# Text block
--

Nairobi Senator Edwin Sifuna has told Kenyans that the Linda Mwananchi Movement will not come to them with sweet promises, but with honesty, even when the truth is hard to hear.
Asked whether Kenyans could hold him accountable to his people-first agenda come rain or shine, Sifuna did not hesitate, saying that they are not making promises they will not keep.
“We will not make promises that we cannot keep. We will accept that things will be tough, things will be difficult,” he said, in an interview on Thursday 30th April, 2026.
Sifuna added that whoever takes over from the current administration will inherit a country that has been heavily indebted for the next 15 years.
“I feel bad for the next administration because if you see the sort of things that these guys are doing right now, they have securitised everything, they have taken debts on everything for like the next 15 years. So it will be very tough, but we will be true,” he said.

--

# Data
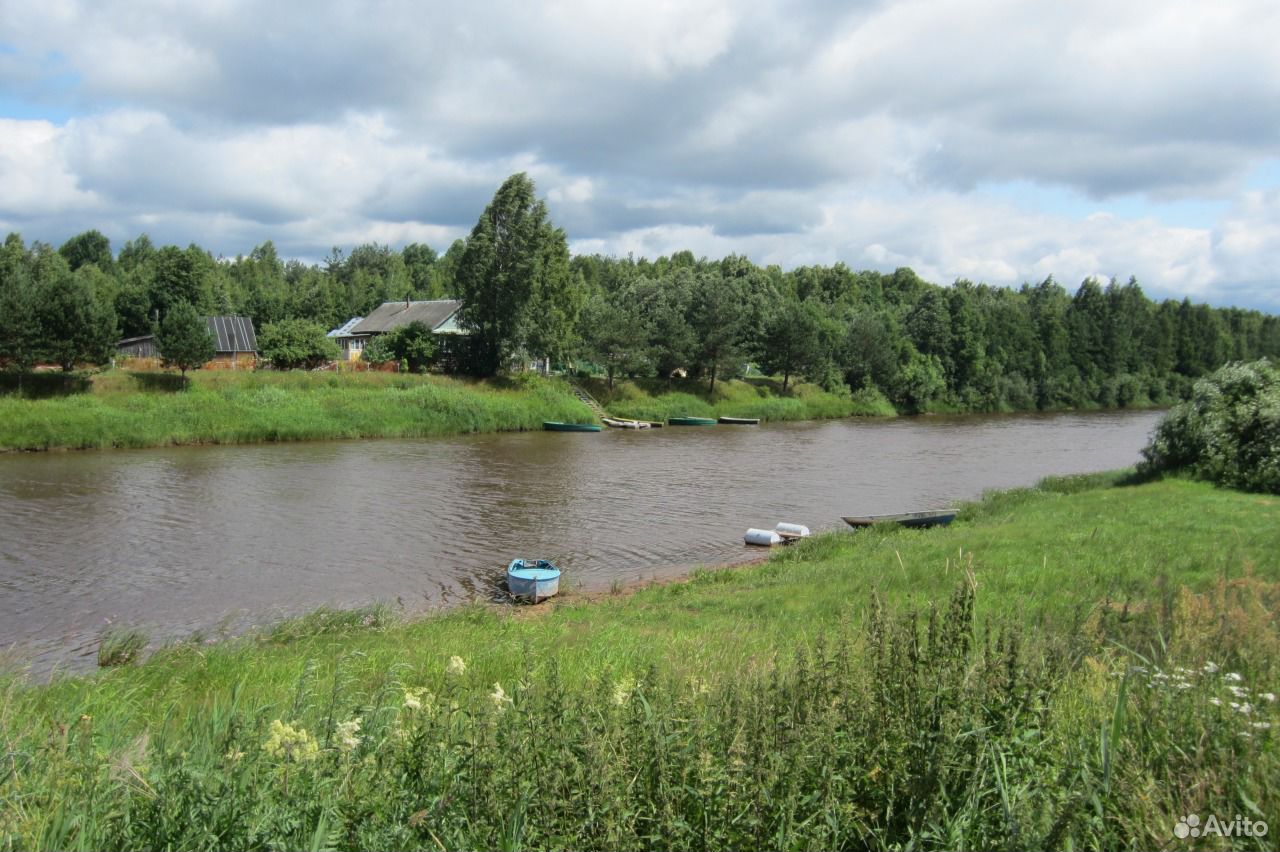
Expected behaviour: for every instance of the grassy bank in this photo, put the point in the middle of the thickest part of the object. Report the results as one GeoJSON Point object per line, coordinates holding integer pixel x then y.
{"type": "Point", "coordinates": [156, 410]}
{"type": "Point", "coordinates": [1057, 669]}
{"type": "Point", "coordinates": [659, 399]}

--

# Problems and tasks
**A.** Render this sentence from the report on Senator Edwin Sifuna's remarks in Spanish: "Sifuna added that whoever takes over from the current administration will inherit a country that has been heavily indebted for the next 15 years."
**B.** Extend the report on Senator Edwin Sifuna's remarks, picking up after its final sentence.
The material has nothing to do with the report on Senator Edwin Sifuna's remarks.

# Task answers
**A.** Sifuna añadió que quien suceda a la administración actual heredará un país que ha estado fuertemente endeudado durante los próximos 15 años.

**B.**
Sifuna said his movement is built on transparency, comparing honest leadership to warning someone about a collapsing roof rather than watching them sit under it.
“If this roof is collapsing and I know it’s collapsing, why would I just sit here and allow you to die?” he said.
On what he believes is Kenya’s biggest problem, Sifuna was direct, stating that the country does not have a hardware problem but a software problem.
One rooted in broken values, a weakened rule of law, and the destruction of meritocracy.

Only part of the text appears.